(Data begins)
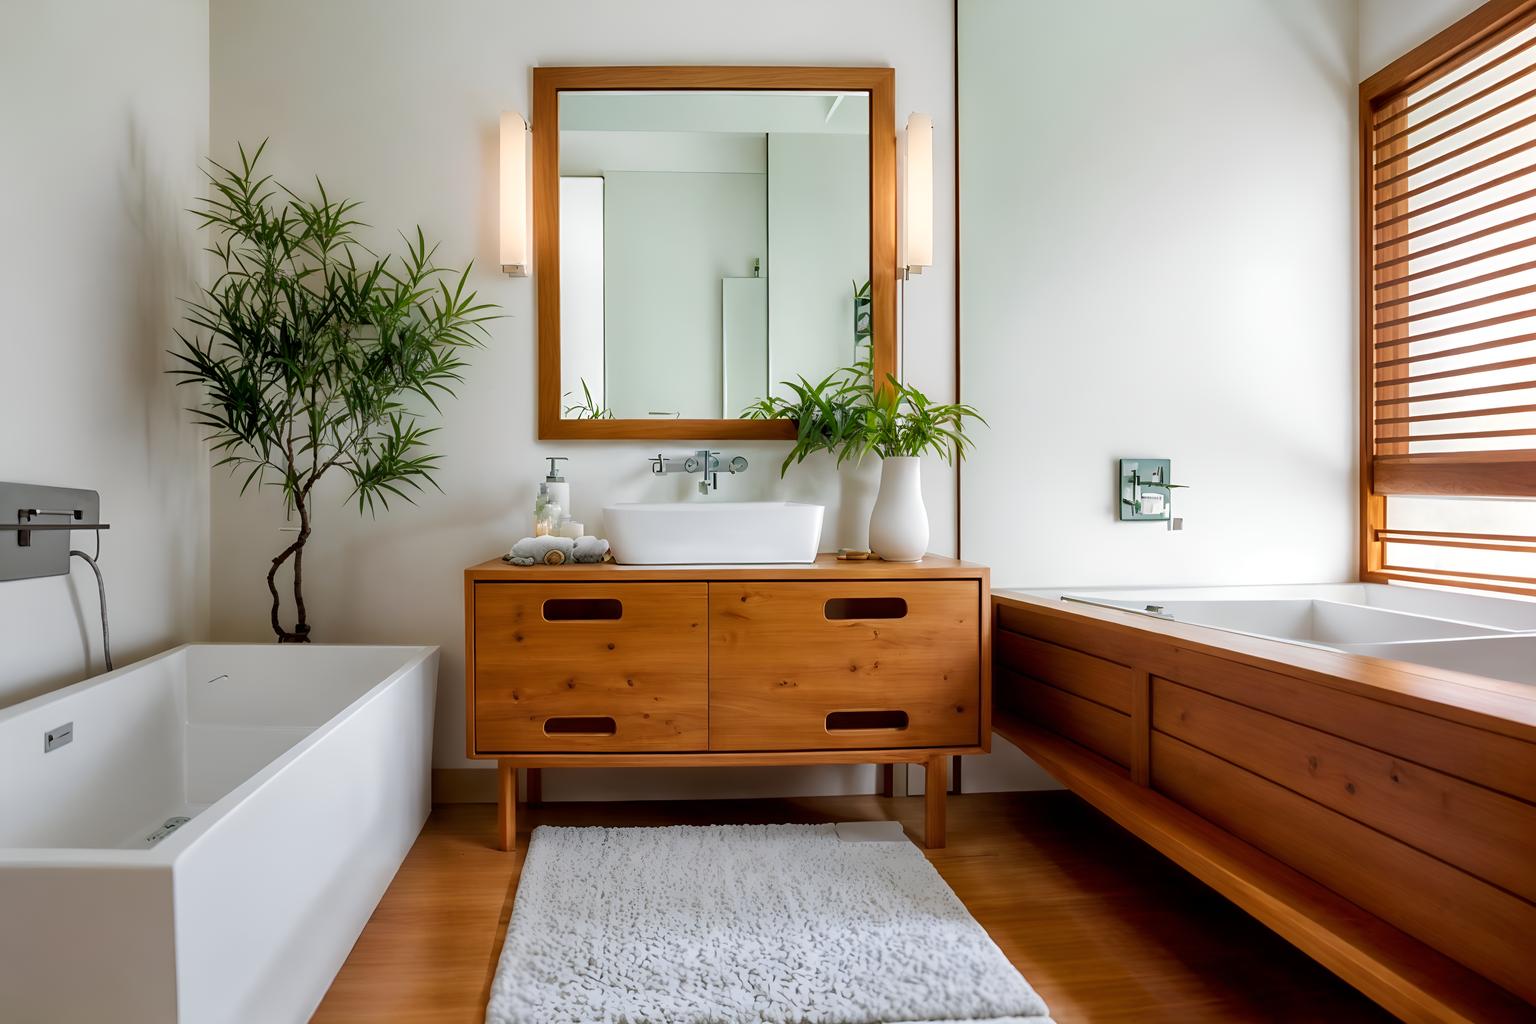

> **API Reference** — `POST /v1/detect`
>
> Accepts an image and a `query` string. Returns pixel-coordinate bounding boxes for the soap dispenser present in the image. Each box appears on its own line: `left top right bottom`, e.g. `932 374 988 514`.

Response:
544 457 571 517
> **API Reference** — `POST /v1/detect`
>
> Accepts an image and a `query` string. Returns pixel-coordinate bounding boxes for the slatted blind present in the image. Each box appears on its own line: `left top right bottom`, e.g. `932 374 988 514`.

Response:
1362 0 1536 597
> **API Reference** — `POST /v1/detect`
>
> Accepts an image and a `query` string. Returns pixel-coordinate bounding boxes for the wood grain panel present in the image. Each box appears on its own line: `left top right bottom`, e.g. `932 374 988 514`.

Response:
998 668 1131 769
1152 732 1536 1004
1375 455 1536 497
996 629 1135 712
994 712 1534 1024
996 601 1178 675
1154 678 1536 903
473 582 708 753
1130 669 1152 785
709 580 980 751
1166 647 1536 803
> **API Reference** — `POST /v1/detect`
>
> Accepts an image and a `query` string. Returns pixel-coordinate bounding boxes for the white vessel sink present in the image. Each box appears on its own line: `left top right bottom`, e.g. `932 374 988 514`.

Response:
604 501 824 565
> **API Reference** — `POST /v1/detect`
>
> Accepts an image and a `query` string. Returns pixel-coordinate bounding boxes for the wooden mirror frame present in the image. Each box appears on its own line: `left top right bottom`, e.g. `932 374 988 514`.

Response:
533 65 897 440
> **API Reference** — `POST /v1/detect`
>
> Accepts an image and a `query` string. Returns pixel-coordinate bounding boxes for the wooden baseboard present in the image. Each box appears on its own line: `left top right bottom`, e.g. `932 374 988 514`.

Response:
433 768 498 804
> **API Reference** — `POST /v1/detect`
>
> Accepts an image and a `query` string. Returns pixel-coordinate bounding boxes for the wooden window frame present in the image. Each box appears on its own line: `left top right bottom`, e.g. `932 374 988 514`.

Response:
1359 0 1536 593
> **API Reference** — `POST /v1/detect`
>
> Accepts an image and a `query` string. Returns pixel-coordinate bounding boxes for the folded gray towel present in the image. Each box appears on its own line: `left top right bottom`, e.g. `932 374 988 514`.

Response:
504 536 611 566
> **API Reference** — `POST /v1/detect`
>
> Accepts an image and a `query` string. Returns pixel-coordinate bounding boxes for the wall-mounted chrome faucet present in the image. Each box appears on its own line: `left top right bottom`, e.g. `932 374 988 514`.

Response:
651 450 749 494
1118 459 1187 531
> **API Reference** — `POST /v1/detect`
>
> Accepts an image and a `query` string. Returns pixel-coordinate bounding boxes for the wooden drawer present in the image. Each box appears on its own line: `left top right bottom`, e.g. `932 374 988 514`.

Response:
708 580 981 751
472 582 707 753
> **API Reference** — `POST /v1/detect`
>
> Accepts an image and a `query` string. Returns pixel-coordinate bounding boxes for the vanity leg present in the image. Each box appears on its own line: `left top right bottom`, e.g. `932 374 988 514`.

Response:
924 757 947 849
498 760 517 852
877 763 895 798
525 767 543 805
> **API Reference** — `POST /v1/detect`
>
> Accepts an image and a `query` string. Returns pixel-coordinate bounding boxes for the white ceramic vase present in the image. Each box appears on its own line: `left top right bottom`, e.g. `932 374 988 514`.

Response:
868 456 928 562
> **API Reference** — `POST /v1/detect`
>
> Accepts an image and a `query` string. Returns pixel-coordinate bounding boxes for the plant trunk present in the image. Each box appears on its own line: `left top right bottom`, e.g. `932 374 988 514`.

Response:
267 496 313 643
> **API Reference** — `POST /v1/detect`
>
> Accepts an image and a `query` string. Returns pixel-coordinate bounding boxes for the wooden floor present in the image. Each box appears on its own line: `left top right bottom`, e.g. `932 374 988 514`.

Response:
312 791 1396 1023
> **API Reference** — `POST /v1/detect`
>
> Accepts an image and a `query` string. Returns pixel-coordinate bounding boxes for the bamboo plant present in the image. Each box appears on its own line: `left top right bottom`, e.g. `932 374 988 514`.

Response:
171 142 497 642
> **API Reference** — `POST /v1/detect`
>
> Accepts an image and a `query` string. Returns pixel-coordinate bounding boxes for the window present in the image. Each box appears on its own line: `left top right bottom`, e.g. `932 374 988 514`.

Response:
1361 0 1536 597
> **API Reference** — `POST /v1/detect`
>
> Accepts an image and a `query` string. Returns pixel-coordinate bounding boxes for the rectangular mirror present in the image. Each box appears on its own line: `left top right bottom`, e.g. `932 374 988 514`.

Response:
534 67 896 439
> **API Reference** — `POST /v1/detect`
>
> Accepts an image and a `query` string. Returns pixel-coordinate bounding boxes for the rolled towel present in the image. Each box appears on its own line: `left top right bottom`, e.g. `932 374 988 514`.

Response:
572 536 611 563
505 536 576 566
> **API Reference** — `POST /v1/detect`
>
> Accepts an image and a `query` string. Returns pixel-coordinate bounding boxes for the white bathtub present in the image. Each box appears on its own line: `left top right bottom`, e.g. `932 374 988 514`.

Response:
1042 582 1536 685
0 643 438 1024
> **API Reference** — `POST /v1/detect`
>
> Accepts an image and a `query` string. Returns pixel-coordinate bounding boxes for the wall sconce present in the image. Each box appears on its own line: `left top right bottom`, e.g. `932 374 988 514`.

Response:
500 112 529 277
903 112 933 274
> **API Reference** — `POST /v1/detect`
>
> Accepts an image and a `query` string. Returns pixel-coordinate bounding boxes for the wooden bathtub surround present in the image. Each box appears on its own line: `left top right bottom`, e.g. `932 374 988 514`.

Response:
992 591 1536 1024
465 555 990 851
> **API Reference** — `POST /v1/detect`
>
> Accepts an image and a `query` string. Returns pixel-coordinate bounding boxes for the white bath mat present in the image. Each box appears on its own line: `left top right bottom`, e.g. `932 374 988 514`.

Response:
485 823 1053 1024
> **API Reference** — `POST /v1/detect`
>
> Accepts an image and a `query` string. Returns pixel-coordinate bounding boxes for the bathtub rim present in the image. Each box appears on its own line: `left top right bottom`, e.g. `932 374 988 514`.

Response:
995 588 1536 738
0 642 438 867
1062 592 1518 643
1045 584 1536 686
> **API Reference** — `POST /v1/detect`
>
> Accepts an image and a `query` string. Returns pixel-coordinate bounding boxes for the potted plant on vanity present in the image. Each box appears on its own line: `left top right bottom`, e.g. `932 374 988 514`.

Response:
171 143 496 641
743 362 983 562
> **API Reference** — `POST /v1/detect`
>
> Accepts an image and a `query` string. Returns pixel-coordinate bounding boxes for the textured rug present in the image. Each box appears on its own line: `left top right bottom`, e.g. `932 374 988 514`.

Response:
485 823 1054 1024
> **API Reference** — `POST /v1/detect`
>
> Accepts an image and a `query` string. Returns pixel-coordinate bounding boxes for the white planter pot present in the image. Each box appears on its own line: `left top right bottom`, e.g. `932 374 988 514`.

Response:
868 456 928 562
834 456 882 551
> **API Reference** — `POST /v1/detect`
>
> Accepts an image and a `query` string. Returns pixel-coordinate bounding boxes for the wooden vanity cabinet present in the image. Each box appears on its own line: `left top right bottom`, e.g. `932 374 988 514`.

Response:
465 555 990 851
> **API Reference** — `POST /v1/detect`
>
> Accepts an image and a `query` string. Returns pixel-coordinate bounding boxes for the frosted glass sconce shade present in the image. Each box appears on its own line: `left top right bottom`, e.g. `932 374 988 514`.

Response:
903 112 933 272
500 112 529 276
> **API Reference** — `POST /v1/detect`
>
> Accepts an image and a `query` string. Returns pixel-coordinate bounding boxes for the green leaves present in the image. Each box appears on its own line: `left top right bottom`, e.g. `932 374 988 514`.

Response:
169 141 497 513
731 276 983 475
741 281 984 475
743 367 985 476
562 378 613 419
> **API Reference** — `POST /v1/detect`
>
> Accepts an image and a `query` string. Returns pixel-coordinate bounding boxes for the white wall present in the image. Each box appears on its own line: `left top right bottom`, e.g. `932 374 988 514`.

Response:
208 0 957 794
0 1 210 707
959 0 1359 592
768 133 871 399
604 170 766 420
1360 0 1486 77
954 0 1358 793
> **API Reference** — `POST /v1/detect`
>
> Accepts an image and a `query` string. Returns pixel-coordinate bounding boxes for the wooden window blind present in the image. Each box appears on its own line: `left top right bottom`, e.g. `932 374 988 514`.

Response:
1362 0 1536 597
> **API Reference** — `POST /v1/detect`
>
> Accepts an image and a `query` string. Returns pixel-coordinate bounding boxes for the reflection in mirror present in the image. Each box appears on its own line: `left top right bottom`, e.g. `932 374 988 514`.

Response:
558 90 870 420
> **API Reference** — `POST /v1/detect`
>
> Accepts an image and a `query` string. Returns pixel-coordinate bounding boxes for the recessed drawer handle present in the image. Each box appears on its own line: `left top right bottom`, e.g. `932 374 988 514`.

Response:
824 597 907 620
826 710 909 732
542 716 617 736
543 598 623 621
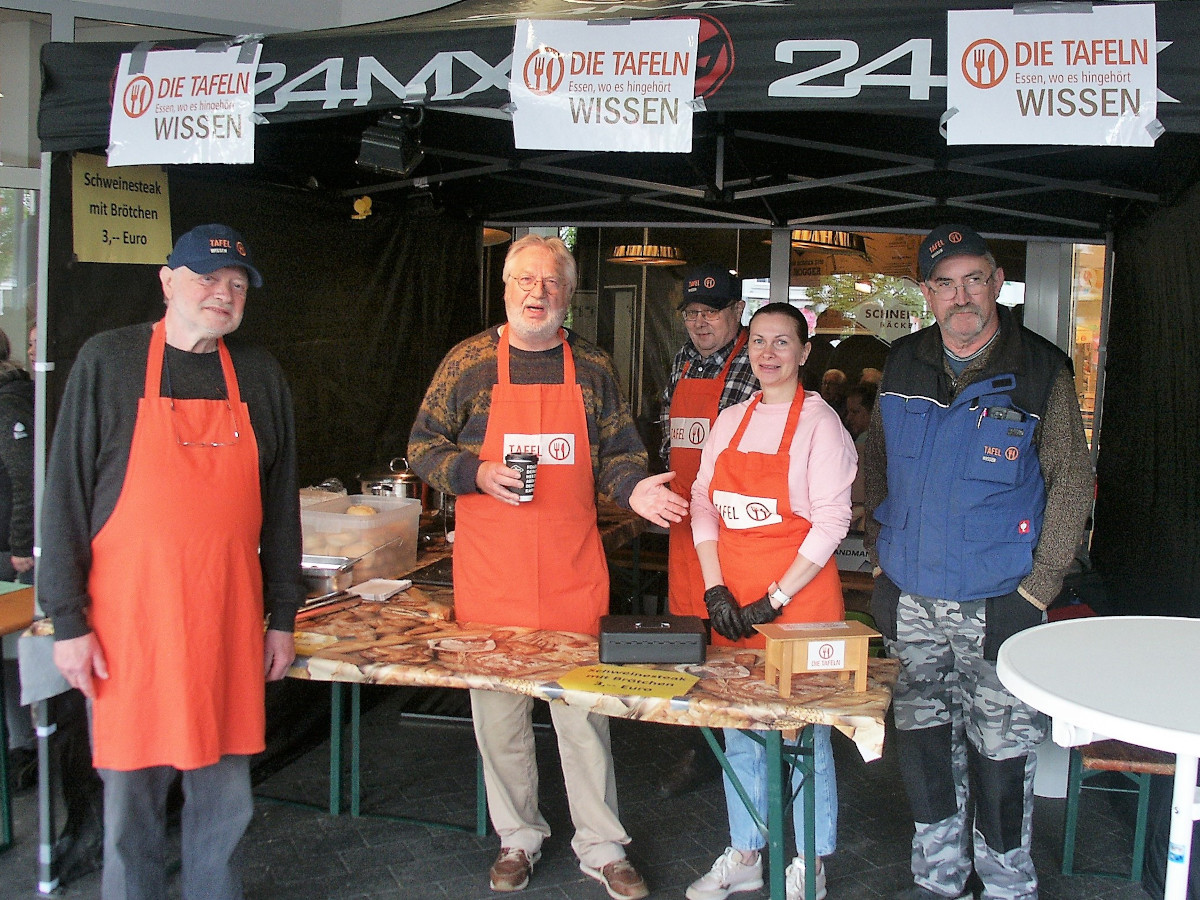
(Data ends)
Go through the entries above and pull out each line with "mirror" in it.

> Accepts an image and a `query` string. Returns pixel-coordinate bounding boxes for the wooden mirror frame present in the image. Each box appears on its own line: `left top right bottom`, e.g. `932 374 988 514`.
> Accepts an image and a `query` string. Returns pixel-coordinate bounding boxes for the rectangular mirror present in the image. Each box appears on its own line: `left top right bottom`, e.g. `932 374 988 514`.
> Accepts an image and a `query` string. Returns pixel-coordinate bounding boxes for the reflection in mirror present in the image. Each box appears on its own line: `left top right bottom`, e.g. `932 374 988 514`.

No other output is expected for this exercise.